## Problem requirements
Search the listing for the string "corner". Copy every line that has it.

## Material supplied
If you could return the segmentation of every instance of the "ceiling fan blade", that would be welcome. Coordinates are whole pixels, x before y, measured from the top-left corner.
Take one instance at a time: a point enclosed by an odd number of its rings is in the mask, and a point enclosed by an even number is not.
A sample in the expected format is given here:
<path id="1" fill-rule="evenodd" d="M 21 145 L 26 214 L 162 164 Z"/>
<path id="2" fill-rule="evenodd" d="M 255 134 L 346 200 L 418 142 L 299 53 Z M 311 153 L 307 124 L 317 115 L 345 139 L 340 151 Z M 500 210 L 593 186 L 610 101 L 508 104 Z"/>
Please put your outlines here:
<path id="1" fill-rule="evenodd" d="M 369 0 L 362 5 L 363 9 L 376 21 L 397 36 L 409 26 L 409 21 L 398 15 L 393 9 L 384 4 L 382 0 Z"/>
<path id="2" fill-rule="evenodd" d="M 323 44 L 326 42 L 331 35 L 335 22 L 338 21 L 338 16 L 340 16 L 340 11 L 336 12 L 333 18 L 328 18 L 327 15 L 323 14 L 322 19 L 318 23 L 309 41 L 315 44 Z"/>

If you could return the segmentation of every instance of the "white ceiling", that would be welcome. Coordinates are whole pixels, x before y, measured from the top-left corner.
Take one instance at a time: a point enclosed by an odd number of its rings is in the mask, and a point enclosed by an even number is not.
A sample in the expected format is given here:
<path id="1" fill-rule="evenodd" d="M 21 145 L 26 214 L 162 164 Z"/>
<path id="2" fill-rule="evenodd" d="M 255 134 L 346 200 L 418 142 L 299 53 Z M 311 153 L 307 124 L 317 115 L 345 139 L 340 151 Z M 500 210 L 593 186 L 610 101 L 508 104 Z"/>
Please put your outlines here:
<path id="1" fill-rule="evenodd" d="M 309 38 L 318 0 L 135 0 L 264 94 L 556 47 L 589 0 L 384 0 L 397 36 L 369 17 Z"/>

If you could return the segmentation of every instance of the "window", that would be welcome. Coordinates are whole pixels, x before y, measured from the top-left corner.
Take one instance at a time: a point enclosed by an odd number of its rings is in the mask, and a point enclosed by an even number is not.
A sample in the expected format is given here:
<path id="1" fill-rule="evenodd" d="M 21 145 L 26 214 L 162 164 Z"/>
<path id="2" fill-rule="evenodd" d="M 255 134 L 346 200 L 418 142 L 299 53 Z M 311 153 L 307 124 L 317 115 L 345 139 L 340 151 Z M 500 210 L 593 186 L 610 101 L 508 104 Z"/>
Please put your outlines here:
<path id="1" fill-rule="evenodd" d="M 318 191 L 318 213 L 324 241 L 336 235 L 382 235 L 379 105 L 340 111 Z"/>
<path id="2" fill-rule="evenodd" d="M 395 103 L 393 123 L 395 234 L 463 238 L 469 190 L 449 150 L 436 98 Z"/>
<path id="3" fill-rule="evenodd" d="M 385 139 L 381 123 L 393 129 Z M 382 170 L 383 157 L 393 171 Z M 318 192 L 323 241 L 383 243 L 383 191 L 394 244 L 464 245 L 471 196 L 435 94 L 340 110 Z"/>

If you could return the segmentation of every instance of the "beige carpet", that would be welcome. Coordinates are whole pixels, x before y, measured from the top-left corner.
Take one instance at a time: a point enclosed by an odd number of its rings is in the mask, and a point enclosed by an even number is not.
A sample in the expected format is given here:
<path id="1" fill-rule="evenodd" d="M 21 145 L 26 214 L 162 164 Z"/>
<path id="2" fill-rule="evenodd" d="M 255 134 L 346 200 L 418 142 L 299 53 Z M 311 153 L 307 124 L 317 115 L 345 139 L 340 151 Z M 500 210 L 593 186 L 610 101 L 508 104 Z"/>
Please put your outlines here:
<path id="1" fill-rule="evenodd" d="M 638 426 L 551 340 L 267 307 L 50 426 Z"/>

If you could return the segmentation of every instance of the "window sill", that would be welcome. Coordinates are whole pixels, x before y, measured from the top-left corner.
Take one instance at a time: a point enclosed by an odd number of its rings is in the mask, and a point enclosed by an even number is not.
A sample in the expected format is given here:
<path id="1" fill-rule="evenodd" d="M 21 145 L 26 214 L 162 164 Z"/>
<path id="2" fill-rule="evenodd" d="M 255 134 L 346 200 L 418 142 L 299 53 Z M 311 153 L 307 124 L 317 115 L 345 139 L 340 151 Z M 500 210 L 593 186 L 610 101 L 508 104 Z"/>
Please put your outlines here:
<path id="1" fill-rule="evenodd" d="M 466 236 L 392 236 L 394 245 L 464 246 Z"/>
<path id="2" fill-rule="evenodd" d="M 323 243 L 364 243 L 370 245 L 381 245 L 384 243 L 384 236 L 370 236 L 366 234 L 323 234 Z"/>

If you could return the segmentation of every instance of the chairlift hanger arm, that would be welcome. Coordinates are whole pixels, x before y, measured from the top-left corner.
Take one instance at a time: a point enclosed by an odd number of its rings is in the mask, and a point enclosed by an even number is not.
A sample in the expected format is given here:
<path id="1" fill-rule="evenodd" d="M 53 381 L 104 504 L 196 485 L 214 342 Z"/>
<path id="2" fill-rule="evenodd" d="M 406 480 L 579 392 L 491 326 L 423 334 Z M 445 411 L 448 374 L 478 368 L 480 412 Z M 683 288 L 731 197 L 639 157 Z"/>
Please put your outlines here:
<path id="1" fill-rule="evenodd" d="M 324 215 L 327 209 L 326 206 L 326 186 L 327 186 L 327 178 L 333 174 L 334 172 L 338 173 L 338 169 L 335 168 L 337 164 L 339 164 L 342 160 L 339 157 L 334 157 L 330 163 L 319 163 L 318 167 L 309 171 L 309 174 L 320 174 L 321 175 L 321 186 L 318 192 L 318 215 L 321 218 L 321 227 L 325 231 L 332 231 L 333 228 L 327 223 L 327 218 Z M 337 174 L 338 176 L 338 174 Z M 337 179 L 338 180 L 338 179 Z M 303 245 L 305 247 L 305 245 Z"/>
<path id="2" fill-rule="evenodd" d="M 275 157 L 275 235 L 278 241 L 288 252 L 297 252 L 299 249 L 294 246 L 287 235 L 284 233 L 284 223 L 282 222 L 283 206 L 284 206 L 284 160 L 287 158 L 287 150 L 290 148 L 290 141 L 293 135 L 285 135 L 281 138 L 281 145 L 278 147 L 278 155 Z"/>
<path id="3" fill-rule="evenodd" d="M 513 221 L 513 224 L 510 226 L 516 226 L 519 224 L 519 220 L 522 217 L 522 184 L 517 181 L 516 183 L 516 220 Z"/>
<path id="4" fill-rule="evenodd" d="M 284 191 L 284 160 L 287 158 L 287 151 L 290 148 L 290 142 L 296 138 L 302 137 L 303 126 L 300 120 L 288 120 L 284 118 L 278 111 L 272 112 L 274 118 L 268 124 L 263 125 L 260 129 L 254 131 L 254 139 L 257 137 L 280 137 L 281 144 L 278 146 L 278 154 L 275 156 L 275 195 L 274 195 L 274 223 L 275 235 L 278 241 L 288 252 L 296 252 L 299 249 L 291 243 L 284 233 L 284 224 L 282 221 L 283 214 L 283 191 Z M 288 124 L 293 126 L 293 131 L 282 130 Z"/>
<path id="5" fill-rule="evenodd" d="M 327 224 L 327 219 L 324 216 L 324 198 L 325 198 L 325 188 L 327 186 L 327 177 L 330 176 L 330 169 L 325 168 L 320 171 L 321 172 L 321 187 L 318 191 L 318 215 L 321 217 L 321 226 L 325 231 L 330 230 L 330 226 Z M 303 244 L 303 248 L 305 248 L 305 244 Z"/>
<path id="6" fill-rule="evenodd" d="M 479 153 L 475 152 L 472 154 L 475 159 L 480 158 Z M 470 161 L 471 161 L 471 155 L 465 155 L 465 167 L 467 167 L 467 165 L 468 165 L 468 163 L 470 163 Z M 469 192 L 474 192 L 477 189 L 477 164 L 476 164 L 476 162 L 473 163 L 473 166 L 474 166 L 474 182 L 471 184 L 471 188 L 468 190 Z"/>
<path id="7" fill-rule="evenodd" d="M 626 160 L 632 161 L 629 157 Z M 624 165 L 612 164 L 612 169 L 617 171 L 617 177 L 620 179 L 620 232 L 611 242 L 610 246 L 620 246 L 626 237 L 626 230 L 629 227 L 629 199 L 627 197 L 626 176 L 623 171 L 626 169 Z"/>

## Task response
If you could return the segmentation of every instance of the "ceiling fan blade", that would be welcome. Coordinates are whole pixels, x before y, measured from the top-left corner.
If you could return the segmentation of every instance of the "white ceiling", that would be welcome. Coordinates are whole pixels, x before y, measured from the top-left corner.
If you could return the segmentation of every instance of the "window", that would be welcome. Coordinates are whole pixels, x before y, measured from the top-left corner.
If you could return the segmentation of every instance of the "beige carpet", that would be welcome. Coordinates are whole pixels, x before y, measured from the top-left corner.
If you could return the segmentation of every instance of the "window sill", that would be welcome. Coordinates are whole pixels, x before y, measured from the top-left corner.
If you could return the segmentation of every instance of the chairlift hanger arm, that would be welcome. Coordinates are whole pixels, x before y, measured from the top-left corner.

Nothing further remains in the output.